-- Begin DOCUMENT TEXT --
Falling back on the simple ‘laws of thermodynamics’ does you a disservice …

May 8, 2011 9:37 am

Ira Glickstein, PhD says:
“The only rational explanation is the back-radiation from the Atmosphere to the Surface.”
“absent back radiation from the Atmosphere, there is no good explanation for the approximately 33ºC (58ºF) temperature difference”

As many comments above have pointed out, the adiabatic lapse rate alone can completely explain this. Thus, Ira you need to explain why in effect you consider this to be an irrational or poor explanation.

May 8, 2011 9:44 am

I disagree with answer three. As a fellow systems engineer I appreciate and support your back of the envelope checks. But remember, we also have to explore all feasible answers, and the difference between black body and the actual measured radiation back to space does NOT require a ‘greenhouse’ effect.
It simply requires a long time constant between heating and radiation, which is where heat sinks and non-solar heat sources come into play.
The 33° K difference could simply be a result of a time delay between solar heating and thermal cooling. The heat capacity of the Earth could require the system to bank 33°K of heat before the there is sufficient flow of energy to the upper atmosphere to radiate.
-- End DOCUMENT TEXT --
-- Begin DATASET RECORDS --
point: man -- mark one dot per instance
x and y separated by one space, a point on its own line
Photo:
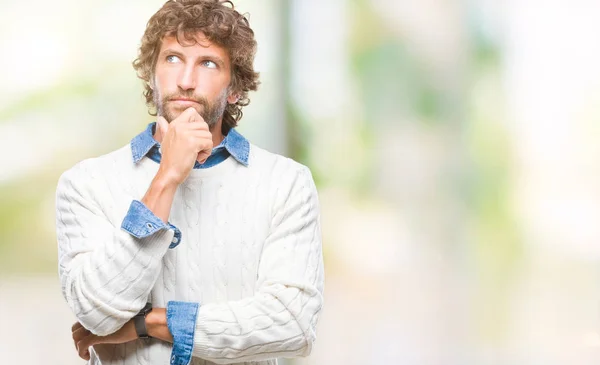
190 244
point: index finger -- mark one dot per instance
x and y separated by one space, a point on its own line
76 326
192 115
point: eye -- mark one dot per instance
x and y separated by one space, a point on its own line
209 64
172 59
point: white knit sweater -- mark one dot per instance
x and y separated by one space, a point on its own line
250 254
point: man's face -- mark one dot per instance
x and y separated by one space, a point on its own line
195 76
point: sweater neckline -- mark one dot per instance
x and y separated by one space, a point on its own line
225 167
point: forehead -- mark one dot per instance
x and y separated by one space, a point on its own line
194 45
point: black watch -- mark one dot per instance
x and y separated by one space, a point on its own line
140 321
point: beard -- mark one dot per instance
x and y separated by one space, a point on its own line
211 112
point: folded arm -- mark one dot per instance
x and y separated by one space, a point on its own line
106 272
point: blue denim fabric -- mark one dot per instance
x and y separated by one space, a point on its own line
140 222
234 144
181 320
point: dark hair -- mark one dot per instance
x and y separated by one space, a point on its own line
222 25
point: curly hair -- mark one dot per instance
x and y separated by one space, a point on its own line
222 25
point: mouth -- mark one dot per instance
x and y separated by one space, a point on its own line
184 100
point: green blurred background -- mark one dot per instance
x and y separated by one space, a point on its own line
455 145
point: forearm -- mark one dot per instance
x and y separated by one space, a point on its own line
160 195
106 273
279 321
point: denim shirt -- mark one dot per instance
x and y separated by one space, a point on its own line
141 222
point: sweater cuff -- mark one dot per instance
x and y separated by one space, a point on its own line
141 222
181 321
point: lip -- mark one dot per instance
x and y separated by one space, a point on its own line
184 101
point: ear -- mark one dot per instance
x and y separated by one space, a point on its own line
232 98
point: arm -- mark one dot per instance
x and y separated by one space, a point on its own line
106 273
280 319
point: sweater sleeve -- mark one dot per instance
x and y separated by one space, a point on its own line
280 319
106 274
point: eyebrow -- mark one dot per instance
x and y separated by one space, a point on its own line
216 59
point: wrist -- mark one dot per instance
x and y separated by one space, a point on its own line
156 323
165 181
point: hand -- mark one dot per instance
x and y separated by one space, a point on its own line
185 140
83 338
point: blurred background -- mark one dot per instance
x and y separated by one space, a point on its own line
455 146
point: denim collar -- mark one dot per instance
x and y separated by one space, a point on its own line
236 144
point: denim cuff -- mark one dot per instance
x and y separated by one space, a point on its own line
181 321
140 222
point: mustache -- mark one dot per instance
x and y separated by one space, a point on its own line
187 95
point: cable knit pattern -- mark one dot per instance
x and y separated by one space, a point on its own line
250 255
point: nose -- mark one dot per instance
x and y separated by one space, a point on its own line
187 80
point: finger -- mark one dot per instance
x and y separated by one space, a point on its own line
191 115
84 345
75 326
80 333
163 125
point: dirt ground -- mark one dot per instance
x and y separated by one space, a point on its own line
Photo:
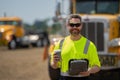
23 64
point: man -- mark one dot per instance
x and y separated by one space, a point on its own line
73 48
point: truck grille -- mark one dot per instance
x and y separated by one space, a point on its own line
94 31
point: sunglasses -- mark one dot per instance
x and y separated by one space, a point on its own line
74 24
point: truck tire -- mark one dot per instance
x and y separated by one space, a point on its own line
12 44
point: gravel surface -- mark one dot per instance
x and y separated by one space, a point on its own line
23 64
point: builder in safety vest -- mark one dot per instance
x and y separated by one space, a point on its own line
76 51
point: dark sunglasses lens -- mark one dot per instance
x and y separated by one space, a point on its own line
76 25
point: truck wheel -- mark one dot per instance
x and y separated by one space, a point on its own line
12 44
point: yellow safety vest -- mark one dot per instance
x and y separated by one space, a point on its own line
76 50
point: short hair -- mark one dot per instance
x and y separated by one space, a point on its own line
73 16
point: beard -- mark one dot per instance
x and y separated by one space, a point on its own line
74 32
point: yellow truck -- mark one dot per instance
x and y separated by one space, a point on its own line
12 32
101 25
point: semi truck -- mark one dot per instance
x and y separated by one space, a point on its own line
12 33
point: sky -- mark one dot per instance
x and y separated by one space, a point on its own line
30 10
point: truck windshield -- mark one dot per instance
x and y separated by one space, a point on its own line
97 6
14 23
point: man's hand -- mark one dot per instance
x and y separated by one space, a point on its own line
56 59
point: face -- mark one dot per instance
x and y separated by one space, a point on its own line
74 26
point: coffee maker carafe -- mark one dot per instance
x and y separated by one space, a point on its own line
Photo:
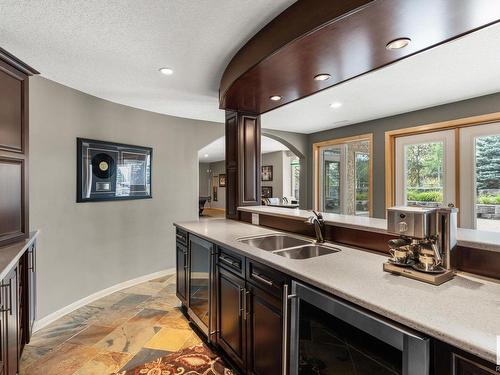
425 249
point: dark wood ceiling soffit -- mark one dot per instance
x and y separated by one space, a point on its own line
12 60
342 38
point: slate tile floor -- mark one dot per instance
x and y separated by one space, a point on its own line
117 332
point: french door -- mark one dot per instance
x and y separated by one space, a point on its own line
480 177
425 169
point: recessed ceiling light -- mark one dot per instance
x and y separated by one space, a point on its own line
322 77
398 43
166 71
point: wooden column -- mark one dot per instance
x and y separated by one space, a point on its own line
242 161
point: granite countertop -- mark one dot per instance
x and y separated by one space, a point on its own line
478 239
463 312
10 254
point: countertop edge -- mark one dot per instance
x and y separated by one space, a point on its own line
463 344
462 239
17 249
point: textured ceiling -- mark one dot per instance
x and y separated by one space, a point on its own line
113 48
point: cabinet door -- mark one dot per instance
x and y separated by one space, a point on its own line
181 251
265 332
10 292
230 319
31 285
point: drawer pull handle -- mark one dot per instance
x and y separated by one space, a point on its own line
262 279
229 261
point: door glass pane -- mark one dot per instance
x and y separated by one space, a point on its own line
331 179
329 346
424 173
487 178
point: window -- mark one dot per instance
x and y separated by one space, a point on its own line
295 173
343 175
480 177
460 165
423 165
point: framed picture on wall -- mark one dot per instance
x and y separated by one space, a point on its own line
267 191
108 171
266 173
222 180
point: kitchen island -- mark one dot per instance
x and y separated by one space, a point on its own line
463 312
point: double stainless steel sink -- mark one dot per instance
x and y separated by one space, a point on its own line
289 246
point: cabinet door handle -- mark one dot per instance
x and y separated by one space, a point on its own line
229 261
245 308
240 307
262 279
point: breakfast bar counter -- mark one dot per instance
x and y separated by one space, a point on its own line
463 312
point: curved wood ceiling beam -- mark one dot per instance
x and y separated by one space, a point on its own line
344 38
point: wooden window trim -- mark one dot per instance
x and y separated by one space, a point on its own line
316 148
390 148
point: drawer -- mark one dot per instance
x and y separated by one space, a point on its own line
231 261
265 277
181 236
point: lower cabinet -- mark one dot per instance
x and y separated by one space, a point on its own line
250 320
10 316
17 310
231 317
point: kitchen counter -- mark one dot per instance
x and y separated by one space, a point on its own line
465 237
10 254
464 312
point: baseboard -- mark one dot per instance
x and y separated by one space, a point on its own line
45 321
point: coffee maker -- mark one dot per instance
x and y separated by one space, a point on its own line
426 247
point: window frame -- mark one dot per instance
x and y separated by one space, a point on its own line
390 150
317 166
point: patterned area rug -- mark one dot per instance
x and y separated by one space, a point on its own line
195 360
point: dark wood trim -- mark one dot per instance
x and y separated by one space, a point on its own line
242 162
476 261
17 63
343 38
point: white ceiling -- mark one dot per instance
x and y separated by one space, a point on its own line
216 149
113 48
462 69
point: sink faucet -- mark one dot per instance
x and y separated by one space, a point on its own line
319 226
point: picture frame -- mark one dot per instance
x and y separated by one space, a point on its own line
267 191
110 171
266 173
222 180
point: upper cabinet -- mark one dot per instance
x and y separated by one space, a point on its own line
14 88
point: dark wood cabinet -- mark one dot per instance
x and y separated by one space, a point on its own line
10 290
264 332
181 274
231 317
14 88
448 360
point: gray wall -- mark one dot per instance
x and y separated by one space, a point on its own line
86 247
465 108
218 168
299 145
204 180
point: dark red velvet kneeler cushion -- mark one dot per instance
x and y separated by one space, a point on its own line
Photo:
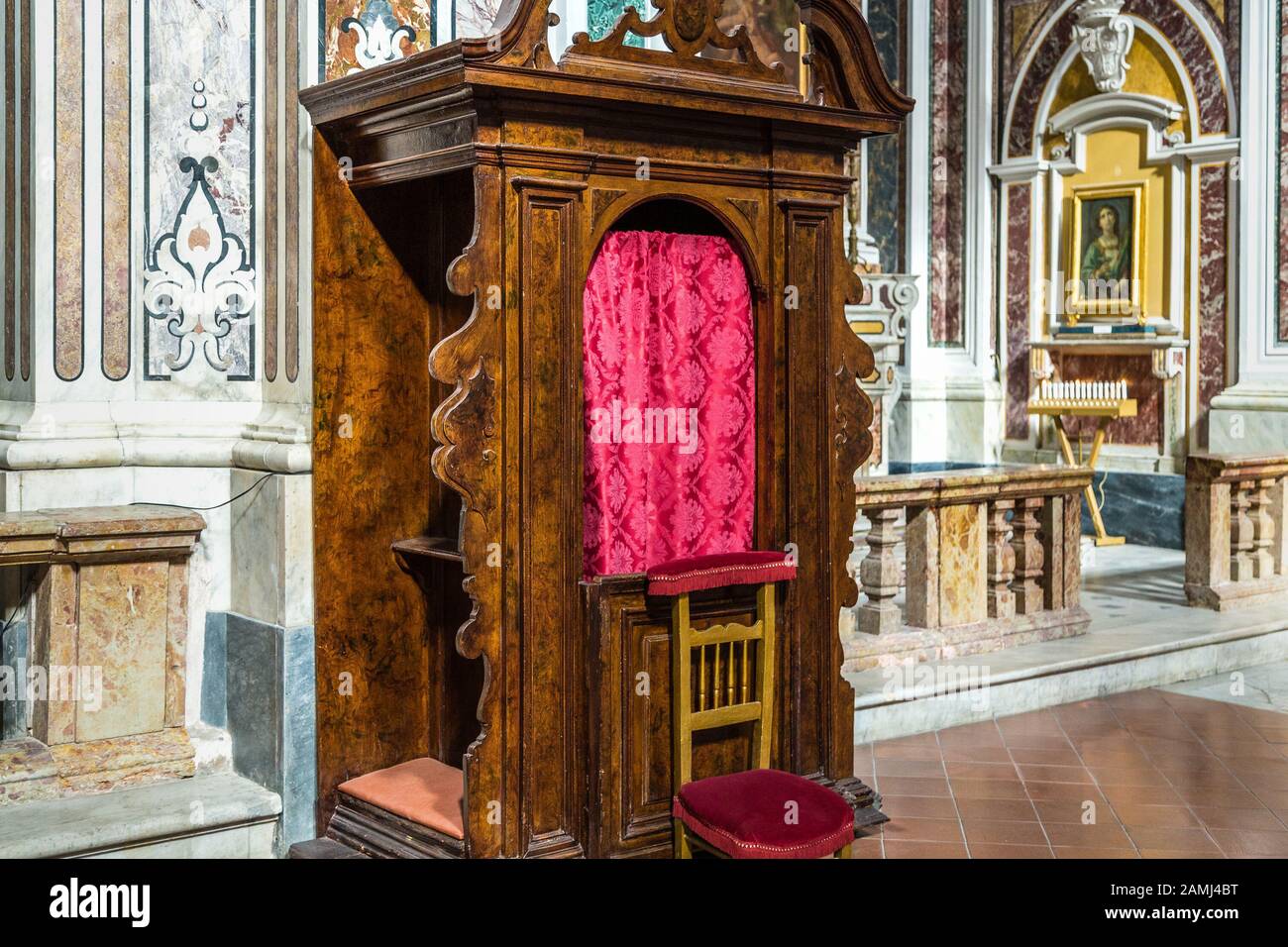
717 570
746 814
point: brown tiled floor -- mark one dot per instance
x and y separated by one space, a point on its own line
1144 775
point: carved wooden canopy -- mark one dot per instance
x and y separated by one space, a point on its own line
541 158
849 95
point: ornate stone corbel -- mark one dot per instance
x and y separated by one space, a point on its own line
1104 38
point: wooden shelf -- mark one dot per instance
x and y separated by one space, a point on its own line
430 547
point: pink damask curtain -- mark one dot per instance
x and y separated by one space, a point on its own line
670 385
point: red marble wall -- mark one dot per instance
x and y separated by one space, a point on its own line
1017 222
948 171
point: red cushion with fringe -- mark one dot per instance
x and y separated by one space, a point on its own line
765 813
717 570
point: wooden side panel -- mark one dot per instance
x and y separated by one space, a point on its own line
805 617
548 364
372 475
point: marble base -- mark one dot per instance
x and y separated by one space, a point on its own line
101 766
207 817
1141 634
259 684
863 652
1233 595
902 712
1248 419
954 418
1261 686
29 770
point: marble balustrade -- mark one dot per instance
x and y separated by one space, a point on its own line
104 677
992 560
1235 541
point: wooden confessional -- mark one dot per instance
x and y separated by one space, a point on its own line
452 620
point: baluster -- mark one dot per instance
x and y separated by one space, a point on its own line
1028 556
1262 528
879 577
1001 561
1241 532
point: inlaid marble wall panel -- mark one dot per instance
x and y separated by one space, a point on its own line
117 180
948 170
361 34
16 262
162 169
200 111
68 171
279 299
1283 176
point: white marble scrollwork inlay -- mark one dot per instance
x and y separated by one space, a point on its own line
377 34
1104 38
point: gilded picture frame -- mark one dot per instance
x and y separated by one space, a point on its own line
1107 250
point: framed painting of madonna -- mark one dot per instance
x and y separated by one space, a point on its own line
1107 252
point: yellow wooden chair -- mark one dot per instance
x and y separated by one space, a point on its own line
761 812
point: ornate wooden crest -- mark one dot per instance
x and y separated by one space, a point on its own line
688 29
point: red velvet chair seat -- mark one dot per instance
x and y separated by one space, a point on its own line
424 791
745 814
717 570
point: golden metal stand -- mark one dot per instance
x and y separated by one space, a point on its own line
1104 411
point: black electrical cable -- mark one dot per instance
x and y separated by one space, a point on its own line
204 509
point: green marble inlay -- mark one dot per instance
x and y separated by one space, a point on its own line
601 16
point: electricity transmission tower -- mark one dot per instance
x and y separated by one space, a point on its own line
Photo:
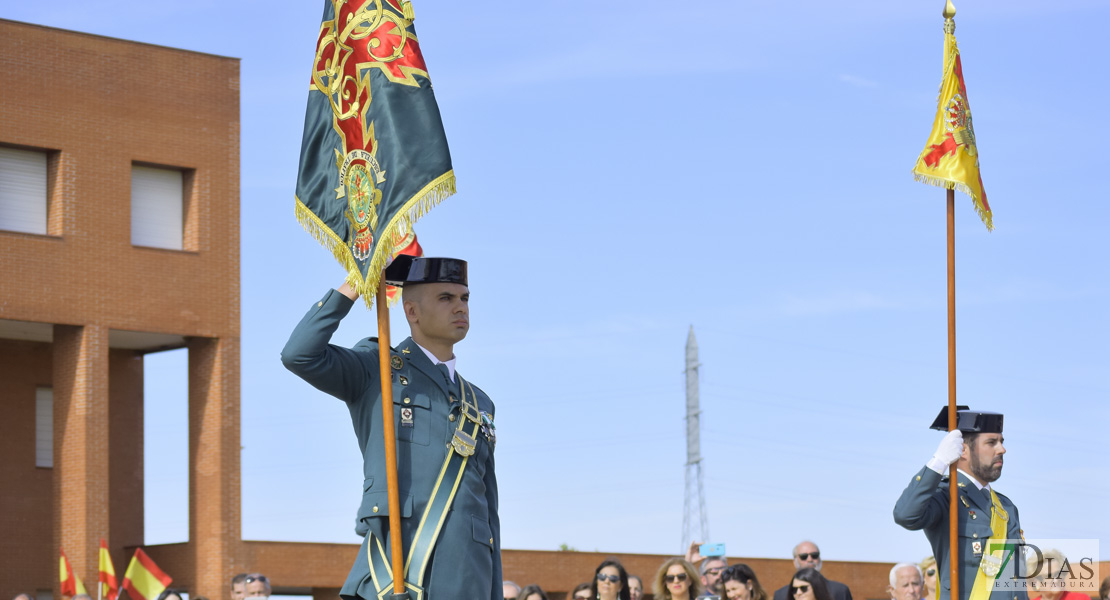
694 514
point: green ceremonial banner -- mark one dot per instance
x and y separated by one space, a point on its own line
374 156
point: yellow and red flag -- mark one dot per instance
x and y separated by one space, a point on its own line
950 159
109 586
71 583
143 579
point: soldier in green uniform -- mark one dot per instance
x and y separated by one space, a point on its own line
987 571
444 430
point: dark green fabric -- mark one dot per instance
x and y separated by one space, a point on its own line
411 148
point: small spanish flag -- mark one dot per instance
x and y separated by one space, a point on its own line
109 586
950 158
143 579
71 583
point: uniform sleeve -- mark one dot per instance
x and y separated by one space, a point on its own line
491 484
919 505
331 369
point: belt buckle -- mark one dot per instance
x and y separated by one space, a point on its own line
463 443
990 565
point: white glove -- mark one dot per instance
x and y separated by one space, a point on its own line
949 451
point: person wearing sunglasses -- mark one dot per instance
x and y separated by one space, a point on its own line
533 592
676 580
906 582
611 581
806 555
929 578
808 585
445 436
256 586
581 592
740 583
-- End DATASET RECORDS --
** STATED EXERCISE A **
List every word or passage in the comment thread that appears inside quotation marks.
** STATED EXERCISE B **
Show each line of the entries that contains the word "maker".
The entries are unrelated to the comment thread.

** CORRECT ANSWER A **
‘laws of thermodynamics’
“The only rational explanation is the back-radiation from the Atmosphere to the Surface.”
“absent back radiation from the Atmosphere, there is no good explanation for the approximately 33ºC (58ºF) temperature difference”
‘greenhouse’

** CORRECT ANSWER B **
point: coffee maker carafe -- mark one dot per instance
point: coffee maker -- mark one dot per instance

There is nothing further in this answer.